[Point labeling dataset excerpts]
━━━━━━━━━━━━━━━━━━━━

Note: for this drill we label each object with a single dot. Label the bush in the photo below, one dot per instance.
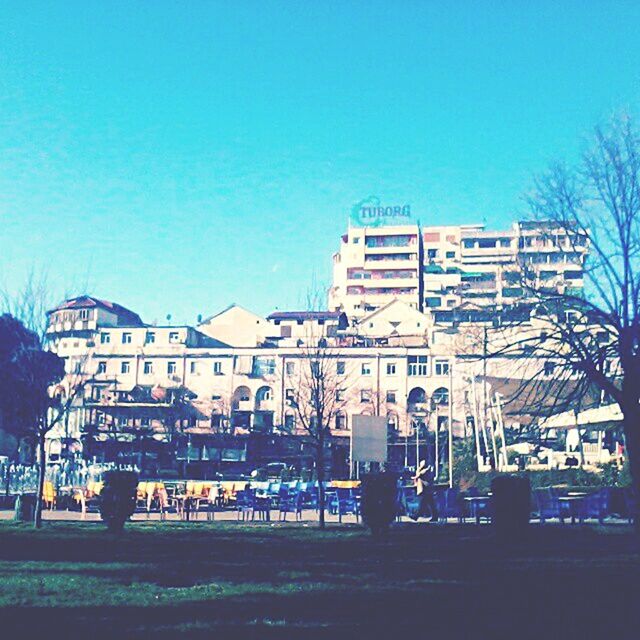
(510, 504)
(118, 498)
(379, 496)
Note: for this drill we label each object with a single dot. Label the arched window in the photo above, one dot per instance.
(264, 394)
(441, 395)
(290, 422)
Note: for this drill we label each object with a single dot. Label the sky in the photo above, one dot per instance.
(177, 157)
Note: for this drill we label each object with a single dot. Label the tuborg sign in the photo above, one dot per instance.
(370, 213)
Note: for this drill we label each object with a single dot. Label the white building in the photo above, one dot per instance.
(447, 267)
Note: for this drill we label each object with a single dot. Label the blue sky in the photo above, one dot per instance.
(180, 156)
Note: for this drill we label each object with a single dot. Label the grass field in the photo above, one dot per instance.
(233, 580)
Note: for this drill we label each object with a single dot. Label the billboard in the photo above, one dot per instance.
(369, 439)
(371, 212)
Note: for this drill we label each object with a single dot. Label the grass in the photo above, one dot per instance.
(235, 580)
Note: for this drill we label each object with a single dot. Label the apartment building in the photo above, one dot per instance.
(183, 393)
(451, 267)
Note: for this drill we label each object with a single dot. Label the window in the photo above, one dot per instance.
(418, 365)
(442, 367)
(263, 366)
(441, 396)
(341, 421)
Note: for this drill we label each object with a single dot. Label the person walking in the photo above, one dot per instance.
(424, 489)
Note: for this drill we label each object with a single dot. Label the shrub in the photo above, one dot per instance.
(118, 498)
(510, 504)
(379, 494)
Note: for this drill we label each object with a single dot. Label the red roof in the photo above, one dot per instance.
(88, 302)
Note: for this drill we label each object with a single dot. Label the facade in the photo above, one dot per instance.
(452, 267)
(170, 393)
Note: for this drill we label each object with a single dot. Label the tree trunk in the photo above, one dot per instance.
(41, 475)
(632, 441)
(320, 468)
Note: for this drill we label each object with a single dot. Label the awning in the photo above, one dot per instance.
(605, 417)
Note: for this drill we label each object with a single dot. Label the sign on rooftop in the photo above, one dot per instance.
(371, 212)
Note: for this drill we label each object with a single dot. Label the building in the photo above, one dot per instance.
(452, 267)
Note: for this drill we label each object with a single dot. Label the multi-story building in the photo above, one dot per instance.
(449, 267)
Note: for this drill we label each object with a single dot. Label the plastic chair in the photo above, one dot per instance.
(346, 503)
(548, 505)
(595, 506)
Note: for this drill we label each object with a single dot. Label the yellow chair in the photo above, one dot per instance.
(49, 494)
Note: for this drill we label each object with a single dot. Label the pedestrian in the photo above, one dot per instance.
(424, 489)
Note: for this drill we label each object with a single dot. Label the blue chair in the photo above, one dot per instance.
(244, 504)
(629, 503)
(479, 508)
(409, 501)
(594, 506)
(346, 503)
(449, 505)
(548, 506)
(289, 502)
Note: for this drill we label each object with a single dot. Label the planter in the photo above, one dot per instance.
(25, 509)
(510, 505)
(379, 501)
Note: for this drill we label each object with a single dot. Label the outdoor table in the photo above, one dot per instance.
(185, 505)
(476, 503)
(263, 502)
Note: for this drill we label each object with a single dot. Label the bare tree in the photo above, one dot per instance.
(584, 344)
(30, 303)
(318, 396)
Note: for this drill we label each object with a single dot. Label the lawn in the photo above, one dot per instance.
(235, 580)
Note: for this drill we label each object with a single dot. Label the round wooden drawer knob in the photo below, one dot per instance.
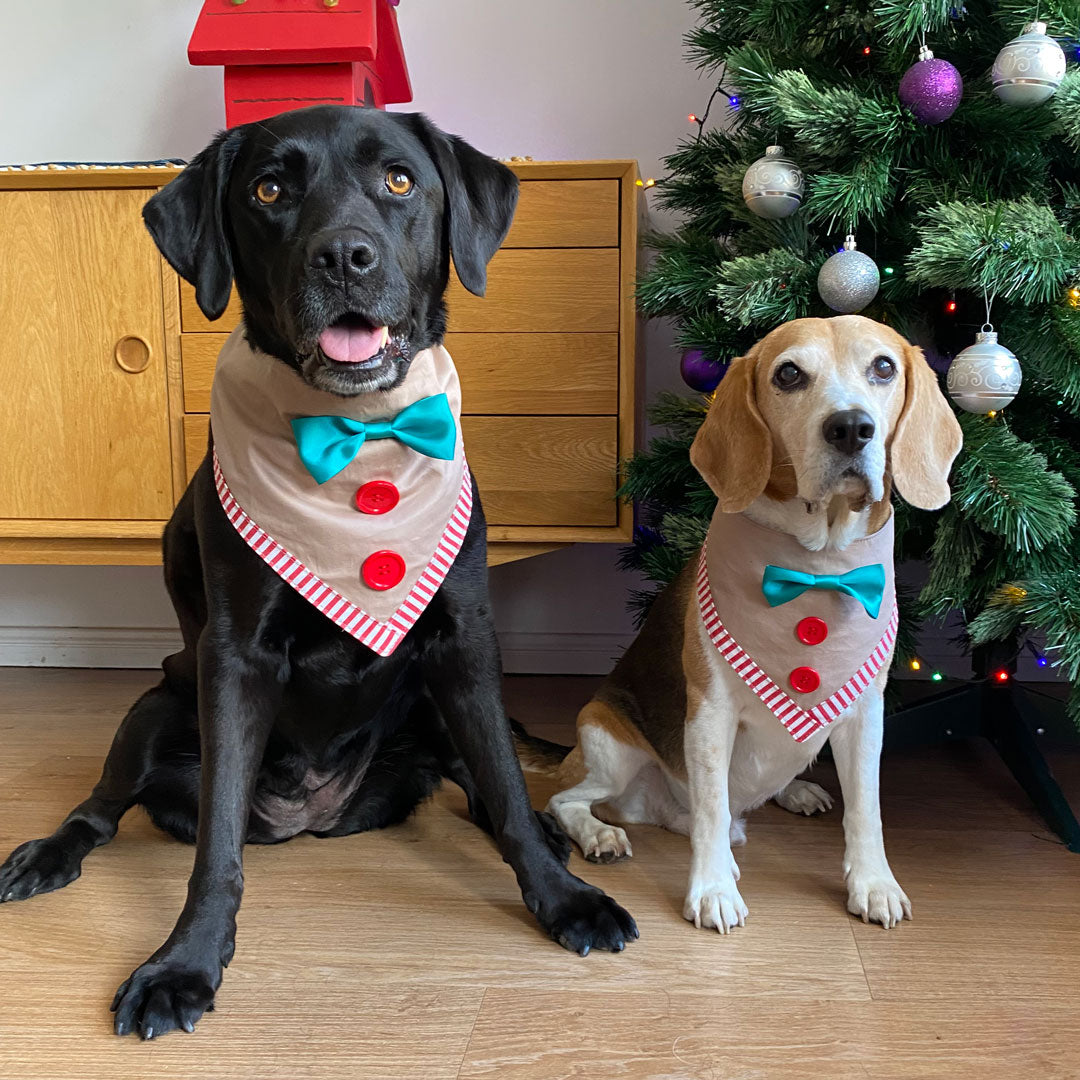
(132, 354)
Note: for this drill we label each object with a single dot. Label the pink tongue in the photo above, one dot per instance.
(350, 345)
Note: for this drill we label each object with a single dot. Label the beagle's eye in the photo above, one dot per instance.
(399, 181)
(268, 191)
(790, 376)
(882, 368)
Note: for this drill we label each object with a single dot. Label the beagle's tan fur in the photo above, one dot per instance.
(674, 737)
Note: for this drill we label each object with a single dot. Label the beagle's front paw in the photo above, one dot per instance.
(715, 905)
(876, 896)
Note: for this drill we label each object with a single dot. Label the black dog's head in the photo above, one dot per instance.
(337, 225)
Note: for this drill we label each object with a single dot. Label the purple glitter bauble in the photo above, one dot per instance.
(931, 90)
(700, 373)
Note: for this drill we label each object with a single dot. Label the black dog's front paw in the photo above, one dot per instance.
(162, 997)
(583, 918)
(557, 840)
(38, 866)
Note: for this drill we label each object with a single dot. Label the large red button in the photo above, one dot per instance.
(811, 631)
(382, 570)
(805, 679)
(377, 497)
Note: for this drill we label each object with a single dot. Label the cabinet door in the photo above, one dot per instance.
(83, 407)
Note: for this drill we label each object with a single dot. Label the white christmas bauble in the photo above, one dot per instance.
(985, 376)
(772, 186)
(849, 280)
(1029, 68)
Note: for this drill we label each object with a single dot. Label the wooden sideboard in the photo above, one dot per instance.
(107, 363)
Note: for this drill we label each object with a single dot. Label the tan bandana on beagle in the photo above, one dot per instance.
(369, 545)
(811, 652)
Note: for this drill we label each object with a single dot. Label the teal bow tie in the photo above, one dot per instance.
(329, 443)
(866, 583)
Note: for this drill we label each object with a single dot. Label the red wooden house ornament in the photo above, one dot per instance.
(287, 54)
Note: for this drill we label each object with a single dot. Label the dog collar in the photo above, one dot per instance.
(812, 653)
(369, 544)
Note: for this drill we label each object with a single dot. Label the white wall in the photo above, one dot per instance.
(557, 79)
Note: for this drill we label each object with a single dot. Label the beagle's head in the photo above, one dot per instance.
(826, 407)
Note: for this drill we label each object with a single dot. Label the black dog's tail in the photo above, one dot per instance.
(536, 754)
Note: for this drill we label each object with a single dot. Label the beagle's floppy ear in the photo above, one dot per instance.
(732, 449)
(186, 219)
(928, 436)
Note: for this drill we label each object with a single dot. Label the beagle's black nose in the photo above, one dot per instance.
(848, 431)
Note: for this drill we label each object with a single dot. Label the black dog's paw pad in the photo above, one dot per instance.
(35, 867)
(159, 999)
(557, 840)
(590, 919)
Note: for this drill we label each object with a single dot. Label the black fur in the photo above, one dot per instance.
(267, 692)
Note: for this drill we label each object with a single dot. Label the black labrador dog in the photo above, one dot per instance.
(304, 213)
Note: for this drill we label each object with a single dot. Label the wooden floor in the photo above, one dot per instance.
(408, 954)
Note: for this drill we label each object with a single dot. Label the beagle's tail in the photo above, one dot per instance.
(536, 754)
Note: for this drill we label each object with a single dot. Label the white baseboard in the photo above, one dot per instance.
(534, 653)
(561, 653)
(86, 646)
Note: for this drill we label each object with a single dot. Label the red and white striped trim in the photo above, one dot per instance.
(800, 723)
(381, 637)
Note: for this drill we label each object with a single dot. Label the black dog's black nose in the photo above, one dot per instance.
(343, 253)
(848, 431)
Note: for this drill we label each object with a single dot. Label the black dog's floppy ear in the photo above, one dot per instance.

━━━━━━━━━━━━━━━━━━━━

## Requirement
Leave out the pictures and retype every line above exactly.

## Exercise output
Note: for this drill we label each object with a single dot. Label the bush in the photo below, one dot per instance.
(510, 504)
(118, 498)
(379, 496)
Note: for this drill we label each object with a single dot. Label the arched window in the photo above, one dot per instance.
(264, 394)
(441, 395)
(290, 422)
Note: for this drill we label each object with a single dot. Label the sky in the photo above, one dot per instance.
(177, 157)
Note: for this drill we label each object with a single dot. Label the tuborg sign in the photo above, one dot per instance.
(370, 213)
Note: for this drill we label each object with a single dot. Label the white building in the photo above, one dot per instance.
(447, 267)
Note: for this drill we label each object with a single dot. Label the blue sky in the photo above, one dot per instance.
(180, 156)
Note: for this drill we label each object with a single dot. Label the grass field in the photo above, one dot per instance.
(233, 580)
Note: for this drill we label each object with a single dot. Label the billboard in the photo above, one dot per instance.
(369, 439)
(371, 212)
Note: for this drill we label each object with a single dot. Label the grass in the photo above, one dot per instance.
(235, 580)
Note: for this drill we label each object with a single dot. Label the apartment building in the photo above, one dot per instance.
(183, 393)
(451, 267)
Note: for this drill we label each object with a single dot. Label the window in the photo above, one dot per instance.
(418, 365)
(442, 367)
(263, 366)
(441, 396)
(341, 421)
Note: for this drill we label each object with a single dot. Label the person walking in the photo above, one dot per instance.
(424, 489)
Note: for this drill we label each object with a single dot. Label the shrub in the photo above, one dot per instance.
(118, 498)
(510, 504)
(379, 494)
Note: for this drill we label each object with a single dot. Label the red roof in the photo above, one dot per instance.
(88, 302)
Note: for this drill we label each object with a single dot. Label the facade in the photo above, one dot per instance.
(452, 267)
(170, 393)
Note: for this drill we label each object with a single dot. Label the tree trunk in the photo above, one dot per instance.
(41, 475)
(632, 441)
(320, 468)
Note: for this drill we label each object with a single dot. Label the awning in the photo above, one dot per instance.
(605, 417)
Note: for this drill we label each object with a single dot. Label the sign on rooftop in the photo above, one dot per instance.
(371, 212)
Note: for this drill we label each object with a single dot. Label the building in the photo above, one dot per instance.
(452, 267)
Note: for this drill we label each object with a single dot. Label the multi-story building in the photo above, one dot per instance.
(449, 267)
Note: for this drill we label each object with a single dot. Label the plastic chair in the photo above, one dot per instance.
(346, 503)
(548, 505)
(595, 506)
Note: for this drill we label each object with a single dot. Label the yellow chair in the photo above, one dot per instance.
(49, 494)
Note: for this drill we label each object with a single dot. Label the pedestrian in the photo above, one dot per instance.
(424, 489)
Note: for this drill we label each object with a single dot. Label the blue chair in the photo above, one dot per instance.
(244, 504)
(629, 503)
(479, 508)
(409, 501)
(594, 506)
(346, 503)
(449, 505)
(548, 506)
(289, 502)
Note: for this drill we label each object with a single dot. Label the planter in the photo above, one dot per instance.
(25, 509)
(510, 505)
(379, 501)
Note: for this drill we label each object with a single dot. Label the outdoor table in the photo above, one dot per instance.
(185, 505)
(476, 503)
(263, 502)
Note: for this drill we label each object with a single dot. Label the bare tree in the photo above, one dot per instance.
(584, 344)
(30, 303)
(318, 396)
Note: for this drill we label each object with a single dot. Label the lawn in the photo above, one dot per instance.
(235, 580)
Note: for this drill we label each object with a single dot. Label the round wooden drawer knob in the photo below, one dot per instance.
(132, 354)
Note: for this drill we label each object with a single dot. Label the pink tongue in the photo above, one dot per instance.
(350, 345)
Note: for this drill we label each object with a single dot. Label the beagle's eye in the photo above, one dot per instance.
(399, 181)
(268, 191)
(790, 376)
(882, 368)
Note: for this drill we label each object with a single dot. Label the beagle's tan fur in the photo above, one dot per instance.
(674, 737)
Note: for this drill we label each object with a single dot. Label the beagle's front paw in the photo above, one dot per instance.
(715, 905)
(876, 896)
Note: for this drill we label each object with a single dot. Label the black dog's head in the photo above, one dot per instance.
(337, 225)
Note: for this drill we label each object with a single dot. Label the purple glitter bauble in the photo above, one dot per instance.
(931, 90)
(700, 373)
Note: for this drill we label each object with a single dot. Label the black dog's front paw in the photo above, one dot per instance.
(162, 997)
(583, 918)
(557, 840)
(38, 866)
Note: for this drill we label each object with a single dot. Label the large red button in the photo above, one dot per instance.
(811, 631)
(382, 570)
(805, 679)
(377, 497)
Note: for this drill we label each object with a single dot. Label the cabinet door in the photo above, one dot per instance.
(83, 407)
Note: for this drill we label each object with a single dot. Label the white christmas bauble in the photo above, one dot per instance.
(985, 376)
(772, 186)
(849, 280)
(1029, 68)
Note: for this drill we label each object with a single dot. Label the wooden sideboard in the photo above, one dot per instance.
(107, 363)
Note: for this drill we label each object with a single dot. Label the tan bandana on beagle in the photo above, one dot per instance.
(369, 545)
(811, 652)
Note: for this drill we label each object with a single dot. Label the teal bow tie in the photo above, one dot per instance.
(329, 443)
(866, 583)
Note: for this drill we label each object with a single dot. Label the red wooden house ornament in the photo above, one dot per instance.
(287, 54)
Note: for this drill we label each object with a single dot. Label the dog collar in the photo above, one dot per instance.
(812, 653)
(369, 544)
Note: for this drill we label each object with a single dot. Label the white wall in the photo above, one dot per instance.
(557, 79)
Note: for this drill we label each object with a single dot. Label the beagle's head in the photo above, one dot per instance.
(826, 407)
Note: for this drill we label each object with a single dot. Label the black dog's tail in the photo above, one dot per instance.
(536, 754)
Note: for this drill we label each object with a single dot. Label the beagle's floppy ear in the photo above, one dot per instance.
(732, 449)
(186, 219)
(928, 436)
Note: for this drill we label each object with a single dot. Label the beagle's black nose in the photo above, one dot per instance.
(848, 431)
Note: for this drill we label each object with a single dot. Label the black dog's paw pad in the photo above, one dot per instance.
(35, 867)
(159, 999)
(557, 840)
(590, 919)
Note: for this drill we label each object with a single dot. Label the black fur in the photo above, one dot per instance.
(267, 692)
Note: for this drill we label each object with a single dot. Label the black labrador dog in the photo above, one dot per instance.
(304, 213)
Note: for this drill we label each object with a single dot. Label the wooden floor in the photo above, one dot per instance.
(408, 954)
Note: for this drill we label each object with a single dot. Label the beagle's tail in the photo above, one dot per instance.
(536, 754)
Note: for this drill we label each object with a single dot. Label the white baseboard in the photo above, one dot per instance.
(534, 653)
(561, 653)
(86, 646)
Note: for this drill we label each object with a single dot. Label the red and white striped trim in the photo above, one dot per instance.
(800, 723)
(381, 637)
Note: for this drill we label each object with a single dot. Label the black dog's black nose in the photo above, one dot per instance.
(343, 253)
(848, 431)
Note: for this drill we label each object with a single dot. Label the black dog's floppy ear in the photo above, one dot per instance.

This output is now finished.